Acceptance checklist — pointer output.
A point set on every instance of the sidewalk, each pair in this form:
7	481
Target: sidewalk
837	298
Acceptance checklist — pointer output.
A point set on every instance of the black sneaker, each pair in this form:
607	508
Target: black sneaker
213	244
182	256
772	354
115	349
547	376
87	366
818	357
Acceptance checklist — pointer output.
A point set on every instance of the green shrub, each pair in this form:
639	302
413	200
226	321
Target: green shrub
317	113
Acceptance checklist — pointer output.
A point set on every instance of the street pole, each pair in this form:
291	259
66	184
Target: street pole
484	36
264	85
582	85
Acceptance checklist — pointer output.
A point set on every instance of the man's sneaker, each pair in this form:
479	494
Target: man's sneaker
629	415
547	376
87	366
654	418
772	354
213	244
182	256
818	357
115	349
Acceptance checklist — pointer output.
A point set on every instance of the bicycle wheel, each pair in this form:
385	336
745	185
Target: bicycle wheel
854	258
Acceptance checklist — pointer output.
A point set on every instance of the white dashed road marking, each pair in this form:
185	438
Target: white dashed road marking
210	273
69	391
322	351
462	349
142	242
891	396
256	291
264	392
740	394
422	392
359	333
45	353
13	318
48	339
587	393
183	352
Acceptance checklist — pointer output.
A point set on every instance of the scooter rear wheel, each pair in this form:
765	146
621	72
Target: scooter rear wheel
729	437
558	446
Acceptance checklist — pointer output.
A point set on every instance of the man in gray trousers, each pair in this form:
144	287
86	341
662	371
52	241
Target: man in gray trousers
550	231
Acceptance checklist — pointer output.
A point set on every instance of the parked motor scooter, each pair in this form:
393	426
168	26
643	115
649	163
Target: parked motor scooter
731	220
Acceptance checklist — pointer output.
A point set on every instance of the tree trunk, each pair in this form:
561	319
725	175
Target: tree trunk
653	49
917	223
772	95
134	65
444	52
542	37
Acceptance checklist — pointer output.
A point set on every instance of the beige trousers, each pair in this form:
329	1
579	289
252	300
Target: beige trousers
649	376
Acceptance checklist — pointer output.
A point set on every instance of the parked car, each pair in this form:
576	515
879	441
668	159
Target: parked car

*****

● Exercise directions: Starting at the top of the listing above, repeat every line exactly until the line that contains "A point set on every instance of the man's" has been repeated too.

● Answer space:
Acceptance checklist — pointer output.
A point set on every instance of the sidewalk, each pair in this form:
7	481
Target: sidewalk
837	298
Acceptance checklist — pointer output.
A point set on every instance of the black sneaker, each pair in this form:
607	508
Target: black sneaker
213	244
182	256
772	354
115	349
547	376
87	366
818	357
Acceptance checklist — pointer output.
A point set on every instance of the green shrub, each pair in this form:
639	302
413	200
226	321
Target: green shrub
317	113
Acceptance checklist — pointer output.
A point set on every instance of the street pole, each pair in this form:
291	259
66	184
Target: street pole
484	36
264	85
582	85
Acceptance checklist — pointer output.
A point set on every instance of the man's sneaker, each pair in this form:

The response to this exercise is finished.